**Supplied data**
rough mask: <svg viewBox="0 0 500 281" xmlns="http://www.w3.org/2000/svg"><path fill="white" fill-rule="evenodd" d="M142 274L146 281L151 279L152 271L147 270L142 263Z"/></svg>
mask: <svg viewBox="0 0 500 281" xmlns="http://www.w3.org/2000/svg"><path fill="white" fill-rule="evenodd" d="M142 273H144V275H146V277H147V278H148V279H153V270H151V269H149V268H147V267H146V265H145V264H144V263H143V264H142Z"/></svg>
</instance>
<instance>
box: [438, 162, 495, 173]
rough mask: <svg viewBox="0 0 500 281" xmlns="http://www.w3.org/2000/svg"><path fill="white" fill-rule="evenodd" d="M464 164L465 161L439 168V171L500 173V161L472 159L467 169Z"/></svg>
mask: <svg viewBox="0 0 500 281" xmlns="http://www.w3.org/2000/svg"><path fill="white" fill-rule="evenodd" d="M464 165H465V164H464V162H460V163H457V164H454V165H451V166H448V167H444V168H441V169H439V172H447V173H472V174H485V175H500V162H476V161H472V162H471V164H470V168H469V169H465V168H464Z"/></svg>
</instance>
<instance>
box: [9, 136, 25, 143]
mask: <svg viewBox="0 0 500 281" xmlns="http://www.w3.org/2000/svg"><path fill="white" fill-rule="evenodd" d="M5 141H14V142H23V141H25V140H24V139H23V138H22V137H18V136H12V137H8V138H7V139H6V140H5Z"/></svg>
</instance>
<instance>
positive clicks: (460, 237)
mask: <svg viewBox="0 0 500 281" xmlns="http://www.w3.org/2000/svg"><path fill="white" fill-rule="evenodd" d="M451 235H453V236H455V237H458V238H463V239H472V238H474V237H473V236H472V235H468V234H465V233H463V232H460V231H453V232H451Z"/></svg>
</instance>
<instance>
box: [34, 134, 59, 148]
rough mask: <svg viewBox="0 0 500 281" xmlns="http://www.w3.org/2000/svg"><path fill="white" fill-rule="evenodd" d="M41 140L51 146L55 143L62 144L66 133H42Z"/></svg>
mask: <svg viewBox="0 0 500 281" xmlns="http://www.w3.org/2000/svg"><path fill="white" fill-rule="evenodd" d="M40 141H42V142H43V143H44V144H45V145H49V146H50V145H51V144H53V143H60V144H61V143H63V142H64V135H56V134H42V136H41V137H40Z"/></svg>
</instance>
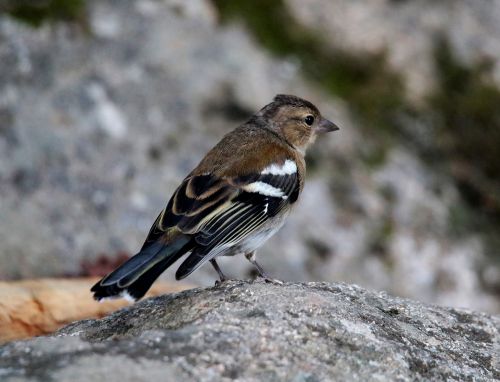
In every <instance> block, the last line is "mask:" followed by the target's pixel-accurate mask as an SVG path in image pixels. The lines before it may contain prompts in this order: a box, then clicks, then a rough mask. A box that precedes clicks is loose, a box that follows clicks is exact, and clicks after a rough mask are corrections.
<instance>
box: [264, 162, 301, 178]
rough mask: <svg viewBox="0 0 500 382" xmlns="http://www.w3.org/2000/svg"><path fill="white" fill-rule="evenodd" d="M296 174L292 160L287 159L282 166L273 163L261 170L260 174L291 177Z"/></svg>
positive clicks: (294, 167)
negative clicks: (283, 175) (289, 176)
mask: <svg viewBox="0 0 500 382" xmlns="http://www.w3.org/2000/svg"><path fill="white" fill-rule="evenodd" d="M296 172H297V165H296V164H295V162H294V161H293V160H290V159H287V160H286V161H285V163H283V165H281V166H280V165H277V164H276V163H273V164H272V165H270V166H267V167H266V168H265V169H264V170H262V172H261V174H262V175H266V174H270V175H291V174H295V173H296Z"/></svg>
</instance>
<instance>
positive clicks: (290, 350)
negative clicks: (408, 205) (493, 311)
mask: <svg viewBox="0 0 500 382" xmlns="http://www.w3.org/2000/svg"><path fill="white" fill-rule="evenodd" d="M499 346H500V319H499V318H498V317H494V316H488V315H486V314H482V313H474V312H470V311H465V310H459V309H452V308H442V307H436V306H429V305H424V304H422V303H419V302H415V301H410V300H405V299H401V298H396V297H391V296H388V295H386V294H385V293H376V292H369V291H367V290H364V289H362V288H360V287H357V286H353V285H347V284H329V283H285V284H284V285H277V284H269V283H265V282H263V281H254V282H248V281H230V282H227V283H224V284H223V285H222V286H218V287H212V288H206V289H192V290H188V291H184V292H180V293H177V294H171V295H164V296H159V297H154V298H150V299H146V300H144V301H142V302H140V303H137V304H136V305H134V306H130V307H127V308H124V309H122V310H120V311H118V312H116V313H114V314H112V315H111V316H108V317H106V318H103V319H101V320H87V321H80V322H76V323H74V324H71V325H69V326H68V327H66V328H64V329H62V330H61V331H60V332H59V333H58V334H57V335H54V336H50V337H40V338H36V339H32V340H28V341H19V342H12V343H9V344H7V345H4V346H3V347H1V348H0V377H1V379H2V381H33V380H56V381H88V380H104V379H106V380H107V381H109V382H113V381H123V380H135V381H151V380H176V381H178V380H196V381H220V380H233V379H238V380H245V381H257V380H266V381H283V380H289V381H323V380H344V381H352V380H362V381H382V380H383V381H386V380H398V381H414V380H459V381H467V380H470V381H472V380H474V381H490V380H498V378H500V358H499V357H498V355H499V354H498V351H499Z"/></svg>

**What is being asked**
The copy must reproduce the listing above verbatim and contain no pictures.

**Exercise response**
rough mask: <svg viewBox="0 0 500 281" xmlns="http://www.w3.org/2000/svg"><path fill="white" fill-rule="evenodd" d="M142 274L146 281L151 279L152 271L147 270L142 263Z"/></svg>
mask: <svg viewBox="0 0 500 281" xmlns="http://www.w3.org/2000/svg"><path fill="white" fill-rule="evenodd" d="M142 273H144V275H146V277H147V278H148V279H153V270H151V269H149V268H147V267H146V265H145V264H144V263H143V264H142Z"/></svg>
</instance>
<instance>
box: [438, 162, 495, 173]
rough mask: <svg viewBox="0 0 500 281" xmlns="http://www.w3.org/2000/svg"><path fill="white" fill-rule="evenodd" d="M464 164L465 161L439 168V171L500 173V161L472 159L467 169Z"/></svg>
mask: <svg viewBox="0 0 500 281" xmlns="http://www.w3.org/2000/svg"><path fill="white" fill-rule="evenodd" d="M464 165H465V164H464V162H460V163H457V164H454V165H451V166H448V167H444V168H441V169H439V172H447V173H472V174H485V175H500V162H476V161H472V162H471V164H470V168H469V169H465V168H464Z"/></svg>
</instance>
<instance>
box: [9, 136, 25, 143]
mask: <svg viewBox="0 0 500 281" xmlns="http://www.w3.org/2000/svg"><path fill="white" fill-rule="evenodd" d="M5 141H14V142H23V141H25V140H24V139H23V138H22V137H18V136H12V137H8V138H7V139H6V140H5Z"/></svg>
</instance>
<instance>
positive clicks: (460, 237)
mask: <svg viewBox="0 0 500 281" xmlns="http://www.w3.org/2000/svg"><path fill="white" fill-rule="evenodd" d="M451 235H453V236H455V237H458V238H463V239H472V238H474V237H473V236H472V235H468V234H465V233H463V232H460V231H453V232H451Z"/></svg>
</instance>
<instance>
box: [34, 134, 59, 148]
rough mask: <svg viewBox="0 0 500 281" xmlns="http://www.w3.org/2000/svg"><path fill="white" fill-rule="evenodd" d="M41 140L51 146L55 143L62 144L66 133H42Z"/></svg>
mask: <svg viewBox="0 0 500 281" xmlns="http://www.w3.org/2000/svg"><path fill="white" fill-rule="evenodd" d="M40 141H42V142H43V143H44V144H45V145H49V146H50V145H51V144H53V143H60V144H61V143H63V142H64V135H56V134H42V136H41V137H40Z"/></svg>
</instance>
In every <instance> block, the last line is "mask:" followed by the target's pixel-accurate mask as an SVG path in image pixels. The lines before it may contain prompts in this order: a box, then clicks, then a rough mask. A box that precedes clicks is loose, a box that follows clicks is exact, and clicks after a rough mask are corrections.
<instance>
box: [264, 162, 301, 178]
rough mask: <svg viewBox="0 0 500 382" xmlns="http://www.w3.org/2000/svg"><path fill="white" fill-rule="evenodd" d="M296 174L292 160L287 159L282 166L273 163L261 170L260 174L291 177Z"/></svg>
positive clicks: (294, 167)
negative clicks: (283, 175) (289, 176)
mask: <svg viewBox="0 0 500 382" xmlns="http://www.w3.org/2000/svg"><path fill="white" fill-rule="evenodd" d="M296 172H297V165H296V164H295V162H294V161H293V160H290V159H287V160H286V161H285V163H283V165H281V166H280V165H277V164H276V163H273V164H272V165H270V166H267V167H266V168H265V169H264V170H262V172H261V174H262V175H266V174H270V175H291V174H295V173H296Z"/></svg>
</instance>
<instance>
positive clicks: (290, 350)
negative clicks: (408, 205) (493, 311)
mask: <svg viewBox="0 0 500 382" xmlns="http://www.w3.org/2000/svg"><path fill="white" fill-rule="evenodd" d="M499 346H500V319H499V318H498V317H494V316H488V315H486V314H482V313H474V312H470V311H465V310H459V309H452V308H442V307H436V306H429V305H424V304H422V303H419V302H415V301H410V300H405V299H401V298H396V297H391V296H388V295H386V294H385V293H376V292H369V291H367V290H364V289H362V288H360V287H357V286H353V285H347V284H329V283H285V284H284V285H277V284H269V283H265V282H263V281H254V282H248V281H230V282H227V283H224V284H223V285H222V286H218V287H212V288H206V289H192V290H188V291H184V292H180V293H177V294H171V295H164V296H159V297H154V298H150V299H146V300H144V301H142V302H140V303H137V304H136V305H134V306H130V307H127V308H124V309H122V310H120V311H118V312H116V313H114V314H112V315H111V316H108V317H106V318H103V319H101V320H87V321H80V322H76V323H74V324H71V325H69V326H68V327H66V328H64V329H62V330H61V331H60V332H59V333H58V334H57V335H54V336H50V337H40V338H36V339H32V340H28V341H19V342H12V343H9V344H7V345H4V346H3V347H1V348H0V377H1V379H2V381H33V380H56V381H88V380H104V379H106V380H107V381H109V382H113V381H123V380H135V381H151V380H176V381H178V380H196V381H220V380H233V379H238V380H245V381H257V380H266V381H283V380H289V381H323V380H344V381H352V380H362V381H382V380H383V381H386V380H398V381H414V380H459V381H467V380H470V381H472V380H474V381H490V380H498V378H500V358H499V357H498V355H499V354H498V351H499Z"/></svg>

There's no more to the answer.